WHAT IS NEEDED> Go over the listing below line by line and tally those containing "wall". Give only the tally.

*** DATA EXTRACTS

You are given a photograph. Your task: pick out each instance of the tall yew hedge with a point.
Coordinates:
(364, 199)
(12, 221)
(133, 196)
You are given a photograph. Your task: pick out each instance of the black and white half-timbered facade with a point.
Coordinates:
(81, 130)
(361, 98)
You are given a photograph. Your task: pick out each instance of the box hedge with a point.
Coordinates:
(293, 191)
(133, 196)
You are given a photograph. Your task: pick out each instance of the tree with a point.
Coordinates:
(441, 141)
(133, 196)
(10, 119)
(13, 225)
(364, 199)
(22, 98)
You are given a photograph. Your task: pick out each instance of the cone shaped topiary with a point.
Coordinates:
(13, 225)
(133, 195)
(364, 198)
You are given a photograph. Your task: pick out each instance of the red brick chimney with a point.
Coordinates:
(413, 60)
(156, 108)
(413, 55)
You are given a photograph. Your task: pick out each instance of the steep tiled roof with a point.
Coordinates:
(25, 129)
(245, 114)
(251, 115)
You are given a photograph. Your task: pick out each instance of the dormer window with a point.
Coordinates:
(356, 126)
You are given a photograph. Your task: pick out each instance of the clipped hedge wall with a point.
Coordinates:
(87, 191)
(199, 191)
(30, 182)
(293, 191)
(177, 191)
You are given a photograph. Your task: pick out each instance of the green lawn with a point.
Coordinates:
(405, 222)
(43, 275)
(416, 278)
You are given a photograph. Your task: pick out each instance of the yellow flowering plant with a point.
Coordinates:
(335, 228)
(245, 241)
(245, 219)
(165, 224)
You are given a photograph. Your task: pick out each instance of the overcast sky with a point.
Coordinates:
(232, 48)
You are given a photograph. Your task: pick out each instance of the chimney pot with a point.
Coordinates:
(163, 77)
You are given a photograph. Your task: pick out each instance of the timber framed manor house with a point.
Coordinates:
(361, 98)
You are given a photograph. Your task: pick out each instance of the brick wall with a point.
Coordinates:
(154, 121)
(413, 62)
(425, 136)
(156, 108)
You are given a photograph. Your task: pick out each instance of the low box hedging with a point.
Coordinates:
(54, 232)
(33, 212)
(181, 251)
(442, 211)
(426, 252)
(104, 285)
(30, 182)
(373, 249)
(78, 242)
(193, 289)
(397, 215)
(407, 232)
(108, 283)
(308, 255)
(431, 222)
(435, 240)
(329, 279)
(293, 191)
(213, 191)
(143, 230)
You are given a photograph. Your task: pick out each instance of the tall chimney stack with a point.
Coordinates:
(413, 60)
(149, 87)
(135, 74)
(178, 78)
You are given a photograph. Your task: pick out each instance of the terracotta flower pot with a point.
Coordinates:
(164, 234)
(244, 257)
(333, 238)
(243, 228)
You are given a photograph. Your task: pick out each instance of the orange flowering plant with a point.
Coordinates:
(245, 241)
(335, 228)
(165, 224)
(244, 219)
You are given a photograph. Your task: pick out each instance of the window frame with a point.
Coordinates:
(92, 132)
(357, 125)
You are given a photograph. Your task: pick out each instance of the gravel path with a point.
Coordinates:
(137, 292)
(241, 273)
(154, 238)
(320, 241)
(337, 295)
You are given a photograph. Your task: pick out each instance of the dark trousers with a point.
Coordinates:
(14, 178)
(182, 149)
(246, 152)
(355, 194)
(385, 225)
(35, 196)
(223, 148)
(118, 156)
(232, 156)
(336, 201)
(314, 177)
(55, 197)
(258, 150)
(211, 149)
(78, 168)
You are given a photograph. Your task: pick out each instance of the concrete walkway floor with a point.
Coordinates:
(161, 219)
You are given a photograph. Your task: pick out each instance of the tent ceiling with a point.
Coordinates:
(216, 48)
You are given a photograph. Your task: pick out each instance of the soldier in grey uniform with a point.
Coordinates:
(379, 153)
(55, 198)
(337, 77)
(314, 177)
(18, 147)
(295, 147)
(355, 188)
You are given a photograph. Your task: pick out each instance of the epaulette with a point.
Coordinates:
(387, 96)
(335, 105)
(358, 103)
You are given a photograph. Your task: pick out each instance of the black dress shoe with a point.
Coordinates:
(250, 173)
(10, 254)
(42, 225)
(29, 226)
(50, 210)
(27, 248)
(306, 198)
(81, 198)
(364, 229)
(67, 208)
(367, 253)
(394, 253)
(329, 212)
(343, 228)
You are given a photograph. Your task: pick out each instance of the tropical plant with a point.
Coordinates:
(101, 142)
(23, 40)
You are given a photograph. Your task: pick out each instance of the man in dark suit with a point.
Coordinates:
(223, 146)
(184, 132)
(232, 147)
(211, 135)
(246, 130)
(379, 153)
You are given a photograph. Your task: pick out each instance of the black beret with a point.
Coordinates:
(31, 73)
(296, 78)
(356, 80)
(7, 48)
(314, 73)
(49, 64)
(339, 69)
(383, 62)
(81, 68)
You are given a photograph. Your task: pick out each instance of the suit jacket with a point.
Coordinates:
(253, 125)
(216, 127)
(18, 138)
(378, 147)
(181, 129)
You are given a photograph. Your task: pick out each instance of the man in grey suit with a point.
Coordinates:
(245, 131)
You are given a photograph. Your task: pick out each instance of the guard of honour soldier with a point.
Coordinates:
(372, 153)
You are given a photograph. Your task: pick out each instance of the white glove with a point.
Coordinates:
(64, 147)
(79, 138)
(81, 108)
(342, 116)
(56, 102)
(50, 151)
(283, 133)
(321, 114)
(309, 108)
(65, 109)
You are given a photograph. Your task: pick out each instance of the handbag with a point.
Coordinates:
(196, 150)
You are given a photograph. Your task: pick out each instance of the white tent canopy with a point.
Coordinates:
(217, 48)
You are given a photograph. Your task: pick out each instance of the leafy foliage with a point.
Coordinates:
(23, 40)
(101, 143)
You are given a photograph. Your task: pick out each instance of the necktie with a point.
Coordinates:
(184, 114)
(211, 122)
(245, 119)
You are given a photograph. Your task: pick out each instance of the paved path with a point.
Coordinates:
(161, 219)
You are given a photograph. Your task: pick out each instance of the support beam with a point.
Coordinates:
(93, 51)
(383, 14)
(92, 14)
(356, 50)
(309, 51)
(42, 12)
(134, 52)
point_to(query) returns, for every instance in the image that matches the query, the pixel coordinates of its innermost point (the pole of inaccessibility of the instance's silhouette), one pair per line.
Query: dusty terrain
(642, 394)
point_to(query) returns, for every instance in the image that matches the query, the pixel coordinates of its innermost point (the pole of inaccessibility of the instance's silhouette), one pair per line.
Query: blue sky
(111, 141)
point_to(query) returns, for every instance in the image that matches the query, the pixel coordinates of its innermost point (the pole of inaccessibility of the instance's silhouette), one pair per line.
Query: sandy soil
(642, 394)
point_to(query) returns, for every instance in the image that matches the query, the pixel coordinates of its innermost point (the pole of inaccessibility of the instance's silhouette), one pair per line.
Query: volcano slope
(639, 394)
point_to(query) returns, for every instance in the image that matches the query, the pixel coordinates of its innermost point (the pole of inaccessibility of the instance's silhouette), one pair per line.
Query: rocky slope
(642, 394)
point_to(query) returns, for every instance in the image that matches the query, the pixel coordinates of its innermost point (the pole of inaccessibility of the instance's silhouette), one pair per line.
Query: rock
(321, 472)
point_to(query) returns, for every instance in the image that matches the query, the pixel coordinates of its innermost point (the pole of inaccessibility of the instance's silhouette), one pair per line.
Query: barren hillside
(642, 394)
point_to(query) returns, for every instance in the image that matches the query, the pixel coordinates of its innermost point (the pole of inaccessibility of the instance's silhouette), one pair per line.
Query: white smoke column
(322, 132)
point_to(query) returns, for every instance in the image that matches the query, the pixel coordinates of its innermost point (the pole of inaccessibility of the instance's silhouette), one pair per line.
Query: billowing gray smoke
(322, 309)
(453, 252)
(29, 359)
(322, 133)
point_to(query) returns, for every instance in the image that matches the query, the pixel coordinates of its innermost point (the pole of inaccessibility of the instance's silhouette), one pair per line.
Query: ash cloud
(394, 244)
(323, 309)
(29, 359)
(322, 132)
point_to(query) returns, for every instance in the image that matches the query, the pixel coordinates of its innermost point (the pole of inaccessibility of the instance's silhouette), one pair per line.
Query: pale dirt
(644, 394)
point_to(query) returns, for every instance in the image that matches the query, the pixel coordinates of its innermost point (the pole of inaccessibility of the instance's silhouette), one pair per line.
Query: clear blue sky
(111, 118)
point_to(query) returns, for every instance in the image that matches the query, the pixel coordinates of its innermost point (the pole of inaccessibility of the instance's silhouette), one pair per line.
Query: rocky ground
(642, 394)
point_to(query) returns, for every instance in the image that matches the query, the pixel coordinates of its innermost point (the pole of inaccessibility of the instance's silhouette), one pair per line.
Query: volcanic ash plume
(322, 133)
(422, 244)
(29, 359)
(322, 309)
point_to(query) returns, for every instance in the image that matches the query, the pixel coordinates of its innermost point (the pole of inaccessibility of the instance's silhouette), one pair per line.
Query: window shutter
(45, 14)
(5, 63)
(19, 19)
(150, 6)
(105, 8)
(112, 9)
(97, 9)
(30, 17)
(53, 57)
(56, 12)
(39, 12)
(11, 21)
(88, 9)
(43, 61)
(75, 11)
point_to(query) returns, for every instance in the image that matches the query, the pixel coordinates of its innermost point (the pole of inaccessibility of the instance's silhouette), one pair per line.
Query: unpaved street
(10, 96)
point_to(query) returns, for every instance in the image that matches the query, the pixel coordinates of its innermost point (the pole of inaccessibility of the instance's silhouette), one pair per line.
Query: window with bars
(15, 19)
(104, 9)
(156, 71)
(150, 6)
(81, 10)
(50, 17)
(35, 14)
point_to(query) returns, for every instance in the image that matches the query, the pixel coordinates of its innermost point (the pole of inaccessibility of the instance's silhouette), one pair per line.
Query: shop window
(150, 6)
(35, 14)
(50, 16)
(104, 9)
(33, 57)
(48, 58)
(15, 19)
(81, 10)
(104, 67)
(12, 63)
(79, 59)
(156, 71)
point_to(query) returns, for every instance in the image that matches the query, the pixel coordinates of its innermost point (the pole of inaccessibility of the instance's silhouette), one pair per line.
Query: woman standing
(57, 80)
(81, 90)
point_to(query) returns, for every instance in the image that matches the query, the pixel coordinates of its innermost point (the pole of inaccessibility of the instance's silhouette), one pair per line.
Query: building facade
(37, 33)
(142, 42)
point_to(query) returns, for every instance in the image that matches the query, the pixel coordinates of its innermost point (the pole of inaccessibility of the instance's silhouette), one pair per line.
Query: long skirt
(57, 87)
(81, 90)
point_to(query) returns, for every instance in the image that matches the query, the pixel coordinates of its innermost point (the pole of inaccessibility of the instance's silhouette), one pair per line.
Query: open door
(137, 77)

******

WRITTEN REPLY> 2